Nothing in the data may change. Copy all of it exactly.

**********

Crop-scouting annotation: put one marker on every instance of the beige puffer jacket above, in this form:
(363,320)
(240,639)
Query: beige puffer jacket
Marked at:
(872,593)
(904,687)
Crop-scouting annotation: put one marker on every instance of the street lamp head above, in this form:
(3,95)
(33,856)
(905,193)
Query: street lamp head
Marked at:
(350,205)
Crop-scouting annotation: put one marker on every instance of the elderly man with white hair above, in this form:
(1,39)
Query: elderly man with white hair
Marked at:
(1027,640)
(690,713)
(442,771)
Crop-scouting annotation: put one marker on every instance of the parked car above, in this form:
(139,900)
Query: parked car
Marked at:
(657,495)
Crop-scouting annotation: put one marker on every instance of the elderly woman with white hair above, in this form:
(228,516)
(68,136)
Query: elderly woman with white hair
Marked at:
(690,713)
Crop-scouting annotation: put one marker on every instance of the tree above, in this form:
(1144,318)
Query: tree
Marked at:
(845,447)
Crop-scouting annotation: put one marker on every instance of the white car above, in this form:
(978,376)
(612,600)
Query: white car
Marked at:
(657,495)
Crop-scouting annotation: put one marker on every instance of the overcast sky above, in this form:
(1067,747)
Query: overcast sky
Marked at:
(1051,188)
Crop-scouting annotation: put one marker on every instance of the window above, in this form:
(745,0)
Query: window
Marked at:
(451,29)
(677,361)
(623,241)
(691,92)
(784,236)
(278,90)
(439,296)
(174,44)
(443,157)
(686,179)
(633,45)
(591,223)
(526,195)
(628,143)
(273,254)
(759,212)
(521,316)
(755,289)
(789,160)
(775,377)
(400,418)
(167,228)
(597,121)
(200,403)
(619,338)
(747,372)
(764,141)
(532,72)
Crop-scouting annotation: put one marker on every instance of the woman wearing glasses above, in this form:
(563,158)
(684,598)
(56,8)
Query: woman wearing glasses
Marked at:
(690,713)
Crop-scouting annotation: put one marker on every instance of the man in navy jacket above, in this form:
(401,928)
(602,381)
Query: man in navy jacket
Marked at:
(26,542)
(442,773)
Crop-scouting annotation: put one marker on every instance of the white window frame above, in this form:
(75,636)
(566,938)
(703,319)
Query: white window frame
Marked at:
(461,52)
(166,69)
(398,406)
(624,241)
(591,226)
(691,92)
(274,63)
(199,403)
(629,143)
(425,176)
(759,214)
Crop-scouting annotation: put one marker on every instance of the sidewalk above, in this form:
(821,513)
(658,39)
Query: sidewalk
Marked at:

**********

RESPONSE BELOW →
Crop-scouting annotation: put one marker on every instance of the beige puffer jacket above, in this form:
(363,320)
(240,639)
Query: beige puffer jacket
Marked at:
(872,593)
(904,687)
Crop-scouting annotation: put one marker on every instance of the street lamp head above, in this form:
(3,95)
(33,856)
(905,193)
Query: street lamp head
Marked at:
(350,205)
Crop-scouting annotation: put one marker on every instance of the elderly man with white hair above, in this form:
(1,39)
Query: elderly man with white hair
Marked at:
(1027,640)
(690,713)
(442,771)
Crop-scouting annotation: put one marker on every instance of the parked car above, in this form:
(139,900)
Query: parked car
Marked at:
(657,495)
Crop-scouting annotation: put one marker on every instance of the elderly woman with white hair above, in this form:
(228,516)
(68,136)
Query: elderly woman with white hair
Marked at:
(690,713)
Crop-scouting annotation: put one marker on every instance of the tree above, in this form:
(1144,318)
Query: tree
Marked at:
(845,447)
Crop-scouting annotation: put one marker on every instance of the white car above, in this form:
(978,376)
(612,600)
Query: white car
Marked at:
(657,495)
Crop-scouting annotation: put one marker on every instance of the overcast sky above, in this form:
(1067,747)
Query: overcast sky
Marked at:
(1051,188)
Crop-scouting annotation: put one marker on every instance of the window above, in this form:
(745,0)
Query: window
Marked at:
(451,29)
(677,361)
(623,241)
(691,92)
(784,236)
(278,90)
(439,296)
(174,44)
(443,157)
(686,179)
(633,45)
(591,223)
(526,195)
(628,143)
(273,254)
(759,212)
(521,316)
(755,289)
(789,160)
(775,377)
(400,418)
(167,228)
(597,121)
(200,403)
(619,338)
(747,372)
(764,141)
(532,72)
Crop-scouting annotation: put one marker on every instance of the woman wearing glasses above, in this form:
(563,158)
(684,598)
(56,8)
Query: woman wearing glasses
Marked at:
(690,713)
Crop-scouting annotation: put one marker on every instance of the man in navy jacket above, in this form:
(401,928)
(602,381)
Query: man in navy jacket
Marked at:
(26,542)
(442,773)
Crop-scouting annotation: put one marker on every instance of the white window frame above, in this form:
(75,636)
(566,938)
(703,319)
Query: white window frame
Marked at:
(461,52)
(166,69)
(398,406)
(624,241)
(591,226)
(691,92)
(274,63)
(199,403)
(629,143)
(425,176)
(759,214)
Crop-scouting annotation: put one marker on every instance of the sidewalk above, in this form:
(821,513)
(658,39)
Query: sidewalk
Marked at:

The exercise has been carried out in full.